ANWEISUNGEN:
1 - Fasse den Text über die Griechenland-Debatte in zwei Sätzen zusammen.
2 - Gib den Text über die Griechenland-Debatte von „Er sehe zudem“ bis „forderte der Europapolitiker.“ wortgetreu wieder.
3 - Führe den Text über die Griechenland-Debatte im Anschluss an seinen letzten Satz fort.

AUSGANGSTEXT:
━━━━━━

Merkel stellte allerdings "zusätzliche Wachstumsimpulse" für Griechenland in Aussicht. "Wir werden mit Griechenland natürlich darüber sprechen, ob zusätzliche Wachstumsimpulse im Rahmen unseres Wachstumsprogramms, das wir für die ganze Europäische Union auflegen, möglich sind", sagte die Kanzlerin. Dies ändere aber nichts an den Bedingungen des Rahmenprogramms, über das auch im Bundestag abgestimmt wurde, betonte Merkel.
Europapolitiker Brok spricht sich für Investitionen in Griechenland aus
Elmar Brok (CDU), Chef des Ausschusses für Auswärtige Angelegenheiten im EU-Parlament, hat sich für Direkt-Investitionen der EU in Griechenland ausgesprochen. "Wenn die Verwaltung in Athen nicht in der Lage ist, sinnvolle Projekte auf den Weg zu bringen, müssen wir die Dinge von Brüssel aus ankurbeln. Ich möchte in Griechenland Bagger sehen. Wir sollten Geld in Infrastruktur-Maßnahmen stecken, wir sollten den Tourismus wettbewerbsfähig machen und den Aufbau eines Katasteramtes beschleunigen", sagte Brok der "Neuen Westfälischen" (Dienstagausgabe).
Er sehe zudem gegenwärtig keine Möglichkeiten, Griechenland "auf der Zeitachse" entgegen zu kommen, wie es Außenminister Guido Westerwelle (FDP) in einem Interview suggeriert hatte. Wichtiger als eine Streckung bei der Kredit-Zurückzahlung sei es, so Brok, wenn die EU jetzt zeige, "dass das Leben für die Griechen leichter werden kann". Die 16 Milliarden Euro an ungenutzten Strukturfonds-Mitteln, die noch in Brüssel liegen, angereichert mit Mitteln der Europäischen Investitionsbank, müssten jetzt in Griechenland investiert werden, forderte der Europapolitiker.
CSU-Wirtschaftsflügel fordert Härte gegen Griechenland
Der Obmann der Unions-Fraktion im Bundestagsfinanzausschuss und Vorsitzende der CSU-Mittelstands-Union, Hans Michelbach, hat eine Lockerung der Sparauflagen für Griechenland strikt abgelehnt. Mit Blick auf entsprechende Äußerungen von Außenminister Guido Westerwelle (FDP) sprach Michelbach von einem falschen Signal. "Der Plan für die Sanierung Griechenlands ist gut durchdacht. Jetzt daran zu rütteln, bedeutet, neue Unsicherheiten zu schaffen. Das dient weder Griechenland oder anderen Mitgliedstaaten noch der Gemeinschaft insgesamt", sagte der Sprecher des CSU-Wirtschaftsflügels "Handelsblatt-Online". Athen müsse jetzt endlich handeln, statt nur zu reden. "Daran hängt auch die weitere Freigabe von Hilfsgeldern."
Eine Verlängerung der Zeitschiene für die griechischen Reformen wäre zudem "ein Schlag ins Gesicht der hochverschuldeten Länder, die sich unter großen Opfern ihrer Bevölkerung ernsthaft um eine Konsolidierung bemühen", sagte Michelbach weiter. Portugal beispielsweise zeige dabei, dass man auch rascher Erfolge erzielen könne, als im Fahrplan vereinbart. "Was hindert Griechenland an gleichen Anstrengungen?"

━━━━━━

DATENSÄTZE:

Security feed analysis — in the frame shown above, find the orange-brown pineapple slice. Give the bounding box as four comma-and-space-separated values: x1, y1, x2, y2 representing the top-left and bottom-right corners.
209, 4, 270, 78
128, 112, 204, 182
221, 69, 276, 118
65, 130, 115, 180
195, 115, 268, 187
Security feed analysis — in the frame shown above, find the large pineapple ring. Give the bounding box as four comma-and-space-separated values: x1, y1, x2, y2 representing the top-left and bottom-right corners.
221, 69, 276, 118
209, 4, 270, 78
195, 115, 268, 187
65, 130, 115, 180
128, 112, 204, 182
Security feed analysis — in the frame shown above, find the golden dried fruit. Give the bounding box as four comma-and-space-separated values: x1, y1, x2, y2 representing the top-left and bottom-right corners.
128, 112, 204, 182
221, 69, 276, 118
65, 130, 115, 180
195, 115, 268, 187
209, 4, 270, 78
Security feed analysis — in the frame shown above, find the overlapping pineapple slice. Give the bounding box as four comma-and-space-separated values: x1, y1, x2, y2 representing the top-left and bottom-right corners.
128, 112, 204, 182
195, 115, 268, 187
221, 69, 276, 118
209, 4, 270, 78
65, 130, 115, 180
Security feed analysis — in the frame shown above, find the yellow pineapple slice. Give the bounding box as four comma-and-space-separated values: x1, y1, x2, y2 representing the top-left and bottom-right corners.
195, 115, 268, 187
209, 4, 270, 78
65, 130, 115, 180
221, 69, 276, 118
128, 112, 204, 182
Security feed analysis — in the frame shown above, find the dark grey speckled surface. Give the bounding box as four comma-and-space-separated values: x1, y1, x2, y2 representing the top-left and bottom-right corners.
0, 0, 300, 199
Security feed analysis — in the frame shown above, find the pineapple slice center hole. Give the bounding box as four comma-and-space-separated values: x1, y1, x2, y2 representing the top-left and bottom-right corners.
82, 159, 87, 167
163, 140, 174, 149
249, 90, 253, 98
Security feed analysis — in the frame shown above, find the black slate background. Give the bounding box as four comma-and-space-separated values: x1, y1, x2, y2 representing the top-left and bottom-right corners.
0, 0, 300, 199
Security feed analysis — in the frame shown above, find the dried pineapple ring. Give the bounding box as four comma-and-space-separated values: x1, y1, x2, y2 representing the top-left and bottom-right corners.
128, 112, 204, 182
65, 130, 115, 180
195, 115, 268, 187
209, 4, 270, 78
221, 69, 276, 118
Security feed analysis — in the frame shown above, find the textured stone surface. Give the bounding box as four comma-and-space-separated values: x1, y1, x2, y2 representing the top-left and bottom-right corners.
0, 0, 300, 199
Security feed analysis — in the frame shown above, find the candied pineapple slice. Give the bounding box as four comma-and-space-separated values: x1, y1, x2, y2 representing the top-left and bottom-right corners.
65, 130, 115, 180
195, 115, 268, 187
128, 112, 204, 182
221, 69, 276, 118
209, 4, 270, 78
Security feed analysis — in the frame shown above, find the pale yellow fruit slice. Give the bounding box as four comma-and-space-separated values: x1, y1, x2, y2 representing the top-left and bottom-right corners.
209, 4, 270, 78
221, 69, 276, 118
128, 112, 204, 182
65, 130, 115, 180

━━━━━━

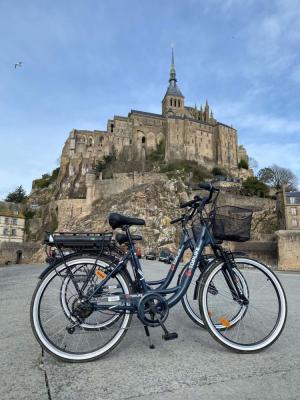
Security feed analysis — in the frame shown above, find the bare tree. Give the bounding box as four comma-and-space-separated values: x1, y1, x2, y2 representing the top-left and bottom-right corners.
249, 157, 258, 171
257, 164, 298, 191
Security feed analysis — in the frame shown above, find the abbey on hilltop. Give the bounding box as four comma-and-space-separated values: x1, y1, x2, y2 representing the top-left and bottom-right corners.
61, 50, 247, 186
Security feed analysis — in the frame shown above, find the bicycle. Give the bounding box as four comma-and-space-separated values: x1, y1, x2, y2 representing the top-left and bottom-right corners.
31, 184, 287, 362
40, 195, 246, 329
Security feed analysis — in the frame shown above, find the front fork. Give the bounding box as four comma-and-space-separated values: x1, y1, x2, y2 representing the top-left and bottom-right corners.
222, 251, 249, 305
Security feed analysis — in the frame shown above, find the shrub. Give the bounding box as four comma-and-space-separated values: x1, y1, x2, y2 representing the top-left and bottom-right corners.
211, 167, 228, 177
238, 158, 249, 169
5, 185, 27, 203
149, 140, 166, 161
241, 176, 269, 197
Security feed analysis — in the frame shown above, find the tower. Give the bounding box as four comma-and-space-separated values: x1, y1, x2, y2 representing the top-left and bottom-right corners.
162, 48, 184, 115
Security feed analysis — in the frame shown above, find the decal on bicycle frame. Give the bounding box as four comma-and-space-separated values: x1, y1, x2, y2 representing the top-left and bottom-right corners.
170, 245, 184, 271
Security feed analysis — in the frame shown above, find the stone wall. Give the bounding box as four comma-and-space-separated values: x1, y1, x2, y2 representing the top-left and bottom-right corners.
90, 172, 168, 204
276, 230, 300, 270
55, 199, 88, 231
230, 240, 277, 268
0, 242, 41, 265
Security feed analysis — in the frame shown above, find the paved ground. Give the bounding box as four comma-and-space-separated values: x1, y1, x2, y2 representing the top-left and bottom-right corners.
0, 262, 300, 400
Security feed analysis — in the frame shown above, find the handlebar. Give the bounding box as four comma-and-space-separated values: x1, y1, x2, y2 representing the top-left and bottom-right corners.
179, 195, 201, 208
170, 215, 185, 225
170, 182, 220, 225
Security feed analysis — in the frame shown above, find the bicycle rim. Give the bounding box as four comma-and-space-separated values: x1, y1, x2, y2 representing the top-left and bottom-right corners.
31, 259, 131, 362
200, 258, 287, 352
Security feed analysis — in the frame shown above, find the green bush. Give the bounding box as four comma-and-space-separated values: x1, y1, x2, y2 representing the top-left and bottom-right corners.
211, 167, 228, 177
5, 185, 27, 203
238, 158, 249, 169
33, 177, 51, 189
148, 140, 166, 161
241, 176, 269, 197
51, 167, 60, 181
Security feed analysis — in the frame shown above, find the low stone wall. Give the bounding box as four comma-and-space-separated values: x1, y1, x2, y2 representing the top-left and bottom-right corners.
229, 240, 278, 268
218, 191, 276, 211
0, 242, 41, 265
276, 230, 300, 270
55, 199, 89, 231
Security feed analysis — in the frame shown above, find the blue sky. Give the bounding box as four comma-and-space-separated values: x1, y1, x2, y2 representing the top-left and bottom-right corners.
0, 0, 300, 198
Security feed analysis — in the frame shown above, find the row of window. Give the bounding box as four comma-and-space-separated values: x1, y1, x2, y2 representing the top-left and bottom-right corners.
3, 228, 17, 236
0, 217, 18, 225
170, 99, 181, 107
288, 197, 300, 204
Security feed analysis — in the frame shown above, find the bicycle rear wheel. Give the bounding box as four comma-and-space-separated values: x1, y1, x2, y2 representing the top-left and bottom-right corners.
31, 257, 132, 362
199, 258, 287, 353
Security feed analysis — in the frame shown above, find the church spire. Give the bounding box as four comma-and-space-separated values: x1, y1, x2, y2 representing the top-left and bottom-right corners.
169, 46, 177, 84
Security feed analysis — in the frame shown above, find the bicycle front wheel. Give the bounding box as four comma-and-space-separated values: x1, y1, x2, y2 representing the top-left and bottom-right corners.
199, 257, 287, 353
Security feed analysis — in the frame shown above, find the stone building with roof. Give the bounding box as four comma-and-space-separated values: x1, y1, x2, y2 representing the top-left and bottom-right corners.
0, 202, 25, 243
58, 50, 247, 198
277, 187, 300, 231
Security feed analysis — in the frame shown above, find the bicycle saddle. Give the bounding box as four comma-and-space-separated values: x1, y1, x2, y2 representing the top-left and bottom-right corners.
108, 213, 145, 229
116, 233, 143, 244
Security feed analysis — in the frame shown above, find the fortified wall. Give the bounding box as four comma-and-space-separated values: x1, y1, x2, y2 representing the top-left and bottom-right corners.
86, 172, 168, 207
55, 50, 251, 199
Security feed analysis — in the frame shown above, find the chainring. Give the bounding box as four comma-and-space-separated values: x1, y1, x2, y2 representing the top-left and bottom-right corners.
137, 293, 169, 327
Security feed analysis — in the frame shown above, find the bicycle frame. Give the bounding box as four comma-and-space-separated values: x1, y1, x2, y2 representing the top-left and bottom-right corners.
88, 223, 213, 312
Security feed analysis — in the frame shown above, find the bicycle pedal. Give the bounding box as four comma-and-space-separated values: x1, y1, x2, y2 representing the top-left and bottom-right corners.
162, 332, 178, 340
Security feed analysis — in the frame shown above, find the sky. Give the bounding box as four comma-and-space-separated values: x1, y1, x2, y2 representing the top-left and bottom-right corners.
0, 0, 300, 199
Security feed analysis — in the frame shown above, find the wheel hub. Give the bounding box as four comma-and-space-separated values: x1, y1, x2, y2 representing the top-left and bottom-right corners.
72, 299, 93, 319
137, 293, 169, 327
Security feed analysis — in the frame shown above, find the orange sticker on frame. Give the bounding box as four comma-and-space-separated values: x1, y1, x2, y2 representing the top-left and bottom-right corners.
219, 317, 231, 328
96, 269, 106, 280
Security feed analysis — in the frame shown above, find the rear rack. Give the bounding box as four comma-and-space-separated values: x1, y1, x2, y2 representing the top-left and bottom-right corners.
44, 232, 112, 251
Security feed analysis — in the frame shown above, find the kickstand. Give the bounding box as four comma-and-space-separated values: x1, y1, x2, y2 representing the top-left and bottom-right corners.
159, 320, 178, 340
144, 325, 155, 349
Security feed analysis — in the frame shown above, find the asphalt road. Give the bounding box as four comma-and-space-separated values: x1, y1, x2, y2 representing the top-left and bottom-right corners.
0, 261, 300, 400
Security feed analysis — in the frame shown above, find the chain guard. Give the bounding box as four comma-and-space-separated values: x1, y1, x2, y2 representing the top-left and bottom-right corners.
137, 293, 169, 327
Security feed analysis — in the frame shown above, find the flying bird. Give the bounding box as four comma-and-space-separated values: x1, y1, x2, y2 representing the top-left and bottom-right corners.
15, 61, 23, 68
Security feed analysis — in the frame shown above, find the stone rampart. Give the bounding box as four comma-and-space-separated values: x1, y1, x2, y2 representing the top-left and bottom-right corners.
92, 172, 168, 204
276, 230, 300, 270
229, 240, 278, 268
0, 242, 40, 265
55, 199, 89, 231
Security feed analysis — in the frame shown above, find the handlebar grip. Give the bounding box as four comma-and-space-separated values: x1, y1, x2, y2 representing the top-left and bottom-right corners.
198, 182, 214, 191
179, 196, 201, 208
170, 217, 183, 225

━━━━━━

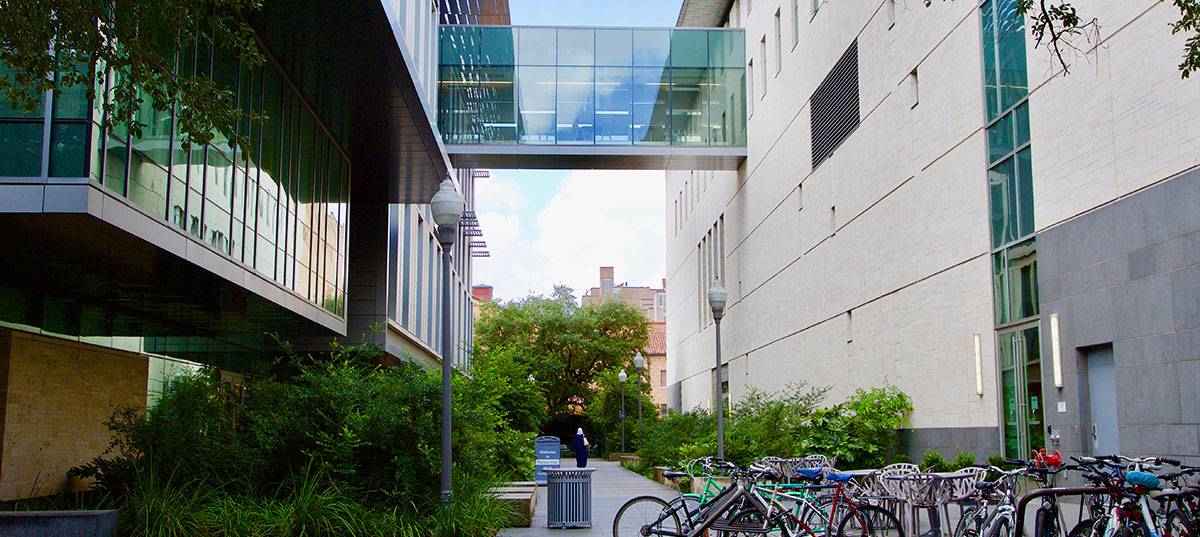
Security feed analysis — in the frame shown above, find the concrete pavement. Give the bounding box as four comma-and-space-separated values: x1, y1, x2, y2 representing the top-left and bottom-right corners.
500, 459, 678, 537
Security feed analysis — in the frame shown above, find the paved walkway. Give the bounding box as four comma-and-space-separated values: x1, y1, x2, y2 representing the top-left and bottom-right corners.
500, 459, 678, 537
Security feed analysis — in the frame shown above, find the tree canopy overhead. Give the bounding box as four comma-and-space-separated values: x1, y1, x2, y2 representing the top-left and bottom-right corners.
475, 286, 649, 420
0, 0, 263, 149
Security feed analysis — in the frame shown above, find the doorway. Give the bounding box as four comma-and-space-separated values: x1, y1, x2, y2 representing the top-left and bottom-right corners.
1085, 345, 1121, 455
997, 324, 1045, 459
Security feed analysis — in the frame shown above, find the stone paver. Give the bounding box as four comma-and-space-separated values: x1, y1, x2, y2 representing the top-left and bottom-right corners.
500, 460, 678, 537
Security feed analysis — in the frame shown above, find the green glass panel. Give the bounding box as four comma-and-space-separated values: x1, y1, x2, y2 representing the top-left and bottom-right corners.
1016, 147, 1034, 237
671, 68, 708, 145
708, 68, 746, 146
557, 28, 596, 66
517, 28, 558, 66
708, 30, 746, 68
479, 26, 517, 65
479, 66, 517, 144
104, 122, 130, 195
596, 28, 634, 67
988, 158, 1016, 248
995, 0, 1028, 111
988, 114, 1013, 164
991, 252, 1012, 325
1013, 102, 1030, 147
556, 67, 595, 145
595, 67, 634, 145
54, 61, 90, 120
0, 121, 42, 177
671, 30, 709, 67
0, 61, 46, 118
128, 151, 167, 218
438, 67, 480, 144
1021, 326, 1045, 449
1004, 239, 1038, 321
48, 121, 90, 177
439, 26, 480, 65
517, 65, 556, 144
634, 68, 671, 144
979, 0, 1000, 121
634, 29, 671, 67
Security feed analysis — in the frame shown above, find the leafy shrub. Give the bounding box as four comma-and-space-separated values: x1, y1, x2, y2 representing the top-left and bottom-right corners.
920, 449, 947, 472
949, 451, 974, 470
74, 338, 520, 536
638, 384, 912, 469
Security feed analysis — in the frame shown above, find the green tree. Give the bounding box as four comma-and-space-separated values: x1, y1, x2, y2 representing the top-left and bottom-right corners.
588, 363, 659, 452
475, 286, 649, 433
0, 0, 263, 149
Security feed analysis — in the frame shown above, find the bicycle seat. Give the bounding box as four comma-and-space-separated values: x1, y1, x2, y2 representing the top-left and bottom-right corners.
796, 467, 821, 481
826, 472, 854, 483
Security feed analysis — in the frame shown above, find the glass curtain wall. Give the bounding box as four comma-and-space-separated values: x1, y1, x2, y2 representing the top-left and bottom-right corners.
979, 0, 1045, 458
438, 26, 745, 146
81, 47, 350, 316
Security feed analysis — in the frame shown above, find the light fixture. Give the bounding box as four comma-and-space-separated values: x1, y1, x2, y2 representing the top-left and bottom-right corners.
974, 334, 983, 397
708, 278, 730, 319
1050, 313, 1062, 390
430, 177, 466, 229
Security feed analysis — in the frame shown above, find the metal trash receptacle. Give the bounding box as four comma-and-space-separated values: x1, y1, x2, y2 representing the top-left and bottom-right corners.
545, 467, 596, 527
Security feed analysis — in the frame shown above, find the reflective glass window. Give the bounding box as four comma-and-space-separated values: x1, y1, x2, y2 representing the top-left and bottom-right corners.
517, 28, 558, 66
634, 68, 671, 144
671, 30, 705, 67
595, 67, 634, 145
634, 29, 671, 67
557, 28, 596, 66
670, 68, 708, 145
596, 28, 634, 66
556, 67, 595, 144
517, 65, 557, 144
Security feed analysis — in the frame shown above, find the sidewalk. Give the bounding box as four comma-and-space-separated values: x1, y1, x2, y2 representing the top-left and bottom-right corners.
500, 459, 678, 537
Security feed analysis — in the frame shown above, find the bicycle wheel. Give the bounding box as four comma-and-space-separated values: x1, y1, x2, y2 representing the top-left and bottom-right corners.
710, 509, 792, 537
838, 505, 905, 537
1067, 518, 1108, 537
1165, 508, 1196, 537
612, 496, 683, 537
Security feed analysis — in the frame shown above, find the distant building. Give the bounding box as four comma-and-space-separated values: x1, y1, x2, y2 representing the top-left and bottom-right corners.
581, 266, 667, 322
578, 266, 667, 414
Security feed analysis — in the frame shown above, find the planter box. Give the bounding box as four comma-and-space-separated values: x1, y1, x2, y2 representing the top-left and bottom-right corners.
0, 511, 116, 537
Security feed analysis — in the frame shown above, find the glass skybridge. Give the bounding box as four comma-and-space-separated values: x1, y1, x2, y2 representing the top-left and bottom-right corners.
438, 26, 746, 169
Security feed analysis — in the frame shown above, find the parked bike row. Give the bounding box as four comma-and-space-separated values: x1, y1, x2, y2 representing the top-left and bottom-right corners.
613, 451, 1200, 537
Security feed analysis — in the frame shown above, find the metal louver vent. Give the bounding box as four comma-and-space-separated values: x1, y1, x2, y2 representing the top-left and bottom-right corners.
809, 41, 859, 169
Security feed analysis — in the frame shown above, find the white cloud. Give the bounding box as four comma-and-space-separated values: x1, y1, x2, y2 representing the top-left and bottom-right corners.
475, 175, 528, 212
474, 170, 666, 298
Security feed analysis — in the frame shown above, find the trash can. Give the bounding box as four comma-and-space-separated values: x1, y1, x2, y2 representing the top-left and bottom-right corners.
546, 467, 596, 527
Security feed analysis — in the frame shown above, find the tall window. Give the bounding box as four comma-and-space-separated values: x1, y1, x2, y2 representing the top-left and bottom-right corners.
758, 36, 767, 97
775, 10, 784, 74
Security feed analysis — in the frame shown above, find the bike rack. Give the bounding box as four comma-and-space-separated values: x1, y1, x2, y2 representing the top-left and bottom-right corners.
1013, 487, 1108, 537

━━━━━━

ERGEBNISSE JE AUFGABE:
1 - Merkel stellt Griechenland zusätzliche Wachstumsimpulse in Aussicht, ohne die Bedingungen des Rahmenprogramms zu ändern, und Elmar Brok fordert direkte EU-Investitionen, etwa mit den 16 Milliarden Euro an ungenutzten Strukturfondsmitteln. Hans Michelbach lehnt dagegen eine Lockerung der Sparauflagen und eine Verlängerung der Zeitschiene strikt ab und verlangt, dass Athen endlich handelt.

2 -
Er sehe zudem gegenwärtig keine Möglichkeiten, Griechenland "auf der Zeitachse" entgegen zu kommen, wie es Außenminister Guido Westerwelle (FDP) in einem Interview suggeriert hatte. Wichtiger als eine Streckung bei der Kredit-Zurückzahlung sei es, so Brok, wenn die EU jetzt zeige, "dass das Leben für die Griechen leichter werden kann". Die 16 Milliarden Euro an ungenutzten Strukturfonds-Mitteln, die noch in Brüssel liegen, angereichert mit Mitteln der Europäischen Investitionsbank, müssten jetzt in Griechenland investiert werden, forderte der Europapolitiker.

3 -
Gleichwohl bewertete Michelbach den Wahlausgang als "gutes Signal für Griechenland und die EU". Das Land brauche jetzt "nach den quälenden Vorläufen" schnell eine handlungsfähige Regierung. "Es kann auch nicht sein, dass beim nächsten EU-Gipfel wieder nur ein geschäftsführender Regierungschef aus Griechenland mit am Tisch sitzt, der keine Prokura hat." Die "Zeit für taktische Spielchen", wie sie jetzt wieder von Pasok initiiert würden, sei abgelaufen. "Die Vorstellung, die Linksradikalen in eine proeuropäische Regierung einbinden zu können, ist völlig irreal." Die Griechen hätten sich in ihrer Mehrheit für den Euro entschieden. "Notwendig ist jetzt bei den griechischen Parteien die Bereitschaft zur Verantwortung."
Unionsfraktionsvize Fuchs gegen Zugeständnisse an Athen
Unionsfraktionsvize Michael Fuchs (CDU) hat sich nach den Parlamentswahlen in Griechenland gegen Reformzugeständnisse an die künftige griechische Regierung ausgesprochen. "Die Sparbeschlüsse und Strukturreformen müssen durchgesetzt werden. Da darf es kein Pardon geben", sagte Fuchs der "Saarbrücker Zeitung" (Dienstagausgabe). Fuchs ergänzte jedoch: "Wenn man sieht, dass die Griechen es ernst meinen, könnte man ihnen bei der Rückzahlung von Krediten zeitlich entgegenkommen." Entscheidend bleibe aber, dass die Troika nach Bildung einer neuen Regierung "nach Athen reist und die Fortschritte begutachtet".
Mit Blick auf den griechischen Wahlausgang sagte der Vertreter des CDU-Wirtschaftsflügels: "Das Wahlergebnis ist unter allen schlechten das Beste."
Ökonomen stützen Westerwelles Griechenland-Vorstoß
Die Äußerungen von Außenminister Guido Westerwelle, wonach über den Zeitplan für die Reformen in Griechenland geredet werden könne, stoßen bei Ökonomen auf Zustimmung. Die von Westerwelle angekündigte Korrektur der Auflagen durch Streckung des Konsolidierungskurses sei "eine zu begrüßende Einsicht", sagte der Direktor des Instituts für Makroökonomie und Konjunkturforschung (IMK), Gustav Horn, "Handelsblatt-Online". "Nur indem die Konsolidierung langsamer angegangen wird und zum Beispiel der Aufbau eines wirksamen Steuersystems beschleunigt wird, kann sich Griechenland von der Krise befreien."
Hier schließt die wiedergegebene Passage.